# TASKS:
• a. List every acronym that the ozone assimilation abstract defines in parentheses, each with its full form.
• b. Answer these questions from the ozone assimilation article page:
(i) Under which license is the work distributed?
(ii) What date appears above the article title?
(iii) What was the control experiment constrained by?
• c. Write the next part of the ozone assimilation abstract, following on from its final sentence.
*** DOCUMENT SEGMENT ***
Journal cover Journal topic
Atmospheric Chemistry and Physics An interactive open-access journal of the European Geosciences Union
Atmos. Chem. Phys., 16, 8539-8557, 2016
https://doi.org/10.5194/acp-16-8539-2016
© Author(s) 2016. This work is distributed under
the Creative Commons Attribution 3.0 License.
Research article
13 Jul 2016
A comparative analysis of UV nadir-backscatter and infrared limb-emission ozone data assimilation
Rossana Dragani European Centre for Medium-Range Weather Forecasts, Shinfield Park, Reading, RG2 9AX, UK
Abstract. This paper presents a comparative assessment of ultraviolet nadir-backscatter and infrared limb-emission ozone profile assimilation. The Meteorological Operational Satellite A (MetOp-A) Global Ozone Monitoring Experiment 2 (GOME-2) nadir and the ENVISAT Michelson Interferometer for Passive Atmospheric Sounding (MIPAS) limb profiles, generated by the ozone consortium of the European Space Agency Climate Change Initiative (ESA O3-CCI), were individually added to a reference set of ozone observations and assimilated in the European Centre for Medium-Range Weather Forecasts (ECMWF) data assimilation system (DAS). The two sets of resulting analyses were compared with that from a control experiment, only constrained by the reference dataset, and independent, unassimilated observations.
*** EXCERPTED RECORDS ***
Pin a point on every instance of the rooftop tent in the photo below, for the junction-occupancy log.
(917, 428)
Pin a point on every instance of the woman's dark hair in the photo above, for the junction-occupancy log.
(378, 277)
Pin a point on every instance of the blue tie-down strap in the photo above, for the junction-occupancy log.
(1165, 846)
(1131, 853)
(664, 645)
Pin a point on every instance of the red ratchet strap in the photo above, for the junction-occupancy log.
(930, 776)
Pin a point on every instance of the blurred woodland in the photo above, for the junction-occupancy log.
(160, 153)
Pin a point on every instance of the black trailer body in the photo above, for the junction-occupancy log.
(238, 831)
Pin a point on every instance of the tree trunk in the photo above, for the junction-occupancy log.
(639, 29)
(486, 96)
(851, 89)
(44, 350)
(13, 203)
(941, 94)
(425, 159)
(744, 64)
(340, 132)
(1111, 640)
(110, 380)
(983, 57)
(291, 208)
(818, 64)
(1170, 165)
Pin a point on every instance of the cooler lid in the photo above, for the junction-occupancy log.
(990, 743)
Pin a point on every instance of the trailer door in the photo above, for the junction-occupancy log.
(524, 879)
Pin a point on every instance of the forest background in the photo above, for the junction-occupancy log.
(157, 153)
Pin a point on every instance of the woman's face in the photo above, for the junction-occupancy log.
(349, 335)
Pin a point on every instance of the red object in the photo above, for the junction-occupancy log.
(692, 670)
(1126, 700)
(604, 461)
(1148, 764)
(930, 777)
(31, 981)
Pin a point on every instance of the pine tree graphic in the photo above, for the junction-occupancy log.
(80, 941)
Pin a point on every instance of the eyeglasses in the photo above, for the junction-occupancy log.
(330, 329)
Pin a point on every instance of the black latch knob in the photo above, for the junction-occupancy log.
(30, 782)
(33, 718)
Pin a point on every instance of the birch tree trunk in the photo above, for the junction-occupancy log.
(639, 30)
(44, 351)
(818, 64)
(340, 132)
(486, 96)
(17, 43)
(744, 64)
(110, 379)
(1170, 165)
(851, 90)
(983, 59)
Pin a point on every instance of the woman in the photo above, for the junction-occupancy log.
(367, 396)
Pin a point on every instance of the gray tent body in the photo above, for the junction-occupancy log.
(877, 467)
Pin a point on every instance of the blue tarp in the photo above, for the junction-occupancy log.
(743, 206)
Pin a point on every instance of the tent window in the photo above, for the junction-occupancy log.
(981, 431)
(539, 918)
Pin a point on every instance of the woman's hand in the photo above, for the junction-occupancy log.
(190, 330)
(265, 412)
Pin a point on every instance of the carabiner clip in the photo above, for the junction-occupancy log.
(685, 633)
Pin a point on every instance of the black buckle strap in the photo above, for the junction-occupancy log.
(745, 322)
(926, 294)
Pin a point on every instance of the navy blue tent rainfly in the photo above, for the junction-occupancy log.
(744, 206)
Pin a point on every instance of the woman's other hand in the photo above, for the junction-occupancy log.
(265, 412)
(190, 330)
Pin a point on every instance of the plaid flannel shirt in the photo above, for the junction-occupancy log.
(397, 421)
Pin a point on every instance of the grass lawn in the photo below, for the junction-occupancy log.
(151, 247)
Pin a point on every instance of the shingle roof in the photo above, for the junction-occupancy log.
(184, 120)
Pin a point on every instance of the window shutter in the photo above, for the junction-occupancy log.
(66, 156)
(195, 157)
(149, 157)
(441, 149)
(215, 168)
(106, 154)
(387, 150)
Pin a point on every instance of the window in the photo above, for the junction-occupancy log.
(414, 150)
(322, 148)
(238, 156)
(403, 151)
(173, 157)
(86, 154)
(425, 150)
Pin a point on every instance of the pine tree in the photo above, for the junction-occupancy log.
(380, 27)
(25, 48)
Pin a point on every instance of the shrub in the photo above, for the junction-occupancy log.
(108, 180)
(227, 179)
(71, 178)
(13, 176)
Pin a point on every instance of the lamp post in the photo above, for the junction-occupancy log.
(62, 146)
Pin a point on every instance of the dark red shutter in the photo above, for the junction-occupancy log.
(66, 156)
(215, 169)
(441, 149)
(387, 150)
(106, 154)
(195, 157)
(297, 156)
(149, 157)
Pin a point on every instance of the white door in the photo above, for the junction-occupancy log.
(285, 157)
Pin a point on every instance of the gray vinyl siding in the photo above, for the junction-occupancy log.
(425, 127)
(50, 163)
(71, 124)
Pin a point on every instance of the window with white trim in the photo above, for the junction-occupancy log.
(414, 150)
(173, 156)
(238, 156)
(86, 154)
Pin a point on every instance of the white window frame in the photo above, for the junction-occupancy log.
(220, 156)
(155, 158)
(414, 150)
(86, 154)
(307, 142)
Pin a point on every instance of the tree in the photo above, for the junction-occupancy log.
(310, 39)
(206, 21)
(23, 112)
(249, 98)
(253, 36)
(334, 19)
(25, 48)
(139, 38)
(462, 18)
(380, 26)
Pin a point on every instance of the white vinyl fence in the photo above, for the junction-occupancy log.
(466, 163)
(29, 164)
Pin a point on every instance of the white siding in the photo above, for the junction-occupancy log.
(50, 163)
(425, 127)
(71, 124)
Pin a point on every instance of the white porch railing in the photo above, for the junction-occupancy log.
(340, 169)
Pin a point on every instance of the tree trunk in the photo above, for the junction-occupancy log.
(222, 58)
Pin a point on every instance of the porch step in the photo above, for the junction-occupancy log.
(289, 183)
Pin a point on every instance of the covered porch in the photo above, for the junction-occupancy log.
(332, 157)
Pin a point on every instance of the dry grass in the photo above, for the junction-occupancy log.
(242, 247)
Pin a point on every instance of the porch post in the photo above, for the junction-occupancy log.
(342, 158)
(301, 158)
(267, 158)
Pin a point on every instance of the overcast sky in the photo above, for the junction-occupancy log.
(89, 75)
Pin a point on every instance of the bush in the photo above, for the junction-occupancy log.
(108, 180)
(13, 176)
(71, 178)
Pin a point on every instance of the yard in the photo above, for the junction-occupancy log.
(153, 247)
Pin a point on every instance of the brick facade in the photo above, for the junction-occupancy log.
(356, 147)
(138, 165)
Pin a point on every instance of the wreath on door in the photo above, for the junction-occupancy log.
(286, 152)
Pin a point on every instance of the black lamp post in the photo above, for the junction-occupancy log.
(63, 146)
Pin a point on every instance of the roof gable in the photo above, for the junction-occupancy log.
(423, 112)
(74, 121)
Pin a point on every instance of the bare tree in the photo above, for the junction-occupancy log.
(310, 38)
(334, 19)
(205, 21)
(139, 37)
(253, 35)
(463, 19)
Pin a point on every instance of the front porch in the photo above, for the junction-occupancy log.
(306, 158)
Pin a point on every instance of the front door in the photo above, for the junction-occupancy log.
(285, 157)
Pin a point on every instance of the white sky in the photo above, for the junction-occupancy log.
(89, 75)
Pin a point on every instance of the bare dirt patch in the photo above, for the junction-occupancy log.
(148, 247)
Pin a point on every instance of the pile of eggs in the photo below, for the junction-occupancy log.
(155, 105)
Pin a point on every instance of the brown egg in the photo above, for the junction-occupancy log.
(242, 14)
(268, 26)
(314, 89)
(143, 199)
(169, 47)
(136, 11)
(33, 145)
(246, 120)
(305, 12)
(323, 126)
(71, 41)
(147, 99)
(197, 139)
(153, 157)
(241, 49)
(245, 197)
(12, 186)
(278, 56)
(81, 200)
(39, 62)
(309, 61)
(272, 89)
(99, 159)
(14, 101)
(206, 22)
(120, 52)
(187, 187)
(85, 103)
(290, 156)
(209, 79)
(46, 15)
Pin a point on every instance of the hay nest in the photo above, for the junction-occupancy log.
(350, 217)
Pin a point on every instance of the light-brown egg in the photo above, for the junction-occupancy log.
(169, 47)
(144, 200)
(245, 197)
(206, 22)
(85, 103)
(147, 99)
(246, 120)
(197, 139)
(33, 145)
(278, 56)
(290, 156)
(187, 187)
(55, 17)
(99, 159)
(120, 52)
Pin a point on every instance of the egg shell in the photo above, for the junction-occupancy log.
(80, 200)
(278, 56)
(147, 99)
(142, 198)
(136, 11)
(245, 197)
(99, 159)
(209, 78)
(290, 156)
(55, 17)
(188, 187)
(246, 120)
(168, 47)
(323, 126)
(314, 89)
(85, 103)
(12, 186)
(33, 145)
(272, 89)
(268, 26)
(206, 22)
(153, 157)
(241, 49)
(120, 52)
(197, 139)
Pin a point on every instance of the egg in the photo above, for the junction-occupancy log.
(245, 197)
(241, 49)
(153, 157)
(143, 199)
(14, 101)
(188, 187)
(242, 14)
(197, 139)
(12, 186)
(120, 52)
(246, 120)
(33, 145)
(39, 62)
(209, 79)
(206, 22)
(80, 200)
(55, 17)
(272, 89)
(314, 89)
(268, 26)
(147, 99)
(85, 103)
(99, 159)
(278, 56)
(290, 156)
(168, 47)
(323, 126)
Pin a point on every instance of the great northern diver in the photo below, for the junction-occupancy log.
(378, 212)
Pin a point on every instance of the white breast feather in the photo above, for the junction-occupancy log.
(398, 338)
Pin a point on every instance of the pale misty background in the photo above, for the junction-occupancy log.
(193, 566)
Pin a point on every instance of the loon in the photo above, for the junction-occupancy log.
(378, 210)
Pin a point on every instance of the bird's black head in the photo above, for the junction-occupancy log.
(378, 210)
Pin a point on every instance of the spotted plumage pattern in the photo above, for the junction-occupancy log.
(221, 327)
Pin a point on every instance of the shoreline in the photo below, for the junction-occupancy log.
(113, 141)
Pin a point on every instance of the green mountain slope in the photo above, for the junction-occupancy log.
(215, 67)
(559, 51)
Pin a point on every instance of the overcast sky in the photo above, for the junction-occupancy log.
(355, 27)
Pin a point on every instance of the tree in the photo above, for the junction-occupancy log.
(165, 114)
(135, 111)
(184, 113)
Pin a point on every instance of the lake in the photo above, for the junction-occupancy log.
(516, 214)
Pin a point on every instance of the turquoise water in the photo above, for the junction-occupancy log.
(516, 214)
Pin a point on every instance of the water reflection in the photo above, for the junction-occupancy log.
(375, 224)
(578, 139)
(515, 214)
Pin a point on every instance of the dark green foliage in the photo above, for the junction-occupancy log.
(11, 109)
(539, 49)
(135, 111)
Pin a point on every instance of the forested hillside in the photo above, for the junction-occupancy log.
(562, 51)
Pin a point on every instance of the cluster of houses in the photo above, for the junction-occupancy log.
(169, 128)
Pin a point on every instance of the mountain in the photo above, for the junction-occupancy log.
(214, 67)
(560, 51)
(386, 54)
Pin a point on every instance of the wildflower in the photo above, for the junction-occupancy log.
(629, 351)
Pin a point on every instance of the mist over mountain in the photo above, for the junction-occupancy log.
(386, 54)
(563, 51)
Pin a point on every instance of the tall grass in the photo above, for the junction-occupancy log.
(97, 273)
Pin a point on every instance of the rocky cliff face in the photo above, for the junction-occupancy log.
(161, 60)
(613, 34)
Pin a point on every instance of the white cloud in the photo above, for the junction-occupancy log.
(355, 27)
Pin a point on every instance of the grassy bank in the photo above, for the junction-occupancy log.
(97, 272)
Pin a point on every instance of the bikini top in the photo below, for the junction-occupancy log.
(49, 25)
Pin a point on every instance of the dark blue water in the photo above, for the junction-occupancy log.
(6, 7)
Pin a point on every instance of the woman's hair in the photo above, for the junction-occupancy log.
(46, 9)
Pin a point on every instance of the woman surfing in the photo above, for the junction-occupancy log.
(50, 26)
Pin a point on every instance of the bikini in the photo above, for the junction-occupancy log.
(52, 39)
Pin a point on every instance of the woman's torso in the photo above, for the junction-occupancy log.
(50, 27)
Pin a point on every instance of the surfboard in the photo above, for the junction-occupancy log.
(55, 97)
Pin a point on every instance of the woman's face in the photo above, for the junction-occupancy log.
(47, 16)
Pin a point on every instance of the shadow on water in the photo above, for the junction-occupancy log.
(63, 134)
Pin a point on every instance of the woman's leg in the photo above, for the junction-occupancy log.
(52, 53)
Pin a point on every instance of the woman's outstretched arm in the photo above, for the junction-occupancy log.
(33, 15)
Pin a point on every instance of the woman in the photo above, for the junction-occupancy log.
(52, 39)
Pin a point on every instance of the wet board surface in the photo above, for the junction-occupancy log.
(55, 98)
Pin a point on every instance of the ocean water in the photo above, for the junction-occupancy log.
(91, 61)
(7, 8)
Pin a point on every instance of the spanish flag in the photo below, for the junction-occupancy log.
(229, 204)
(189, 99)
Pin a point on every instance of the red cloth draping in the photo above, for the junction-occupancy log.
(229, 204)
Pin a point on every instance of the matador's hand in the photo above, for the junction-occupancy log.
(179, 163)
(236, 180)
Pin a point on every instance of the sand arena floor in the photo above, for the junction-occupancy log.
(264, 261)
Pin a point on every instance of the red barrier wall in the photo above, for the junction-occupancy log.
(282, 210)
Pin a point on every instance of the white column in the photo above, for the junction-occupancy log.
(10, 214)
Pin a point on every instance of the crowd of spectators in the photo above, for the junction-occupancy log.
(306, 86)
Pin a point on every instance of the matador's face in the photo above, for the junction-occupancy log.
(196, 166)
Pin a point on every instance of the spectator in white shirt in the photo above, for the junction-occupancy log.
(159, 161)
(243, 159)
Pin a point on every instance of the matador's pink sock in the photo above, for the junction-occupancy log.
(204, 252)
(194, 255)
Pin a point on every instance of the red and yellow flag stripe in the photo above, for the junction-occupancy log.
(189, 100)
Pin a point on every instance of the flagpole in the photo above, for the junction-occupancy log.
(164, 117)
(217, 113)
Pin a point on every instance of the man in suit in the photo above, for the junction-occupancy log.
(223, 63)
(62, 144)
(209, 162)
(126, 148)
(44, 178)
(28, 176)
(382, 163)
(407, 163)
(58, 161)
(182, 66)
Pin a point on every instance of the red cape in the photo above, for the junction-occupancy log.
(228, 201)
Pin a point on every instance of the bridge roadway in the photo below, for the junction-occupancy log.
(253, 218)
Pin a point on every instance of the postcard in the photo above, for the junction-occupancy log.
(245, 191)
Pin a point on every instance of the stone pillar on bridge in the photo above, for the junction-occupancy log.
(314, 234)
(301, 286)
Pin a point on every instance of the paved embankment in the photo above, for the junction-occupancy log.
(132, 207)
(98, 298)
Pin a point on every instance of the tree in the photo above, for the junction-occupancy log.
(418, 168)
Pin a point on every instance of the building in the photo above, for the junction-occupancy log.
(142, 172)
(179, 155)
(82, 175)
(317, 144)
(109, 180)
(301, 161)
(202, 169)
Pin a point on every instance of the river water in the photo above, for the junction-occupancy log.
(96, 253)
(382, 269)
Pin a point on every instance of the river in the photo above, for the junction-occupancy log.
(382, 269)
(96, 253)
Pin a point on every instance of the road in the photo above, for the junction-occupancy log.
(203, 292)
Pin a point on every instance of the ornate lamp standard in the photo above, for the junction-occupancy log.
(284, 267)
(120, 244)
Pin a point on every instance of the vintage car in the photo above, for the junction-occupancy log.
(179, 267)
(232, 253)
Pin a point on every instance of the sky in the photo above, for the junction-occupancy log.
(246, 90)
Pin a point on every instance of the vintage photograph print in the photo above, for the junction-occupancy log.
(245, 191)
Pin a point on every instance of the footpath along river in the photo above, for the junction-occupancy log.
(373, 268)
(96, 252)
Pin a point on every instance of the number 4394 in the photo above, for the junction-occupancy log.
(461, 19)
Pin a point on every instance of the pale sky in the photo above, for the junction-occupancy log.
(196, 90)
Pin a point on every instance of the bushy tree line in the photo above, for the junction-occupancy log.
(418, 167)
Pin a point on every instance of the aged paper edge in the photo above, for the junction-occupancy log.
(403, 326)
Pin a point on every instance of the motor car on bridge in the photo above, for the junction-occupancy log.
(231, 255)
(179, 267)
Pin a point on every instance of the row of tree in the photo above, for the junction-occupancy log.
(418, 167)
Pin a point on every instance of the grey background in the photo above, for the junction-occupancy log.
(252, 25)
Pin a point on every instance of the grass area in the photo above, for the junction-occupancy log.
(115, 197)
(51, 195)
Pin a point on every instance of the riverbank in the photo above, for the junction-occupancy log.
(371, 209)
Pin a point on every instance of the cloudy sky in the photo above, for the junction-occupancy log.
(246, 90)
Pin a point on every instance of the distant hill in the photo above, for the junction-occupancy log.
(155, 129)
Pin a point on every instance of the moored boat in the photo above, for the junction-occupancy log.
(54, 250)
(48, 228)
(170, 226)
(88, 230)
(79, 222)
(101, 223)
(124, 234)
***
# RESULTS OF THE TASKS:
• a.
- MetOp-A: Meteorological Operational Satellite A
- GOME-2: Global Ozone Monitoring Experiment 2
- MIPAS: Michelson Interferometer for Passive Atmospheric Sounding
- ESA O3-CCI: ozone consortium of the European Space Agency Climate Change Initiative
- ECMWF: European Centre for Medium-Range Weather Forecasts
- DAS: data assimilation system

• b.
(i) The Creative Commons Attribution 3.0 License.
(ii) 13 Jul 2016.
(iii) Only the reference dataset.

• c.
Comparisons with independent observations show that both datasets improve the stratospheric ozone distribution. The changes inferred by the limb-based observations are more localized and, in places, more important than those implied by the nadir profiles, albeit they have a much lower number of observations. A small degradation (up to 0.25 mg kg−1 for GOME-2 and 0.5 mg kg−1 for MIPAS in the mass mixing ratio) is found in the tropics between 20 and 30 hPa. In the lowermost troposphere below its vertical coverage, the limb data are found to be able to modify the ozone distribution with changes as large as 60 %. Comparisons of the ozone analyses with sonde data show that at those levels the assimilation of GOME-2 leads to about 1 Dobson Unit (DU) smaller root mean square error (RMSE) than that of MIPAS. However, the assimilation of MIPAS can still improve the quality of the ozone analyses and – with a reduction in the RMSE of up to about 2 DU – outperform the control experiment thanks to its synergistic assimilation with total-column ozone data within the DAS.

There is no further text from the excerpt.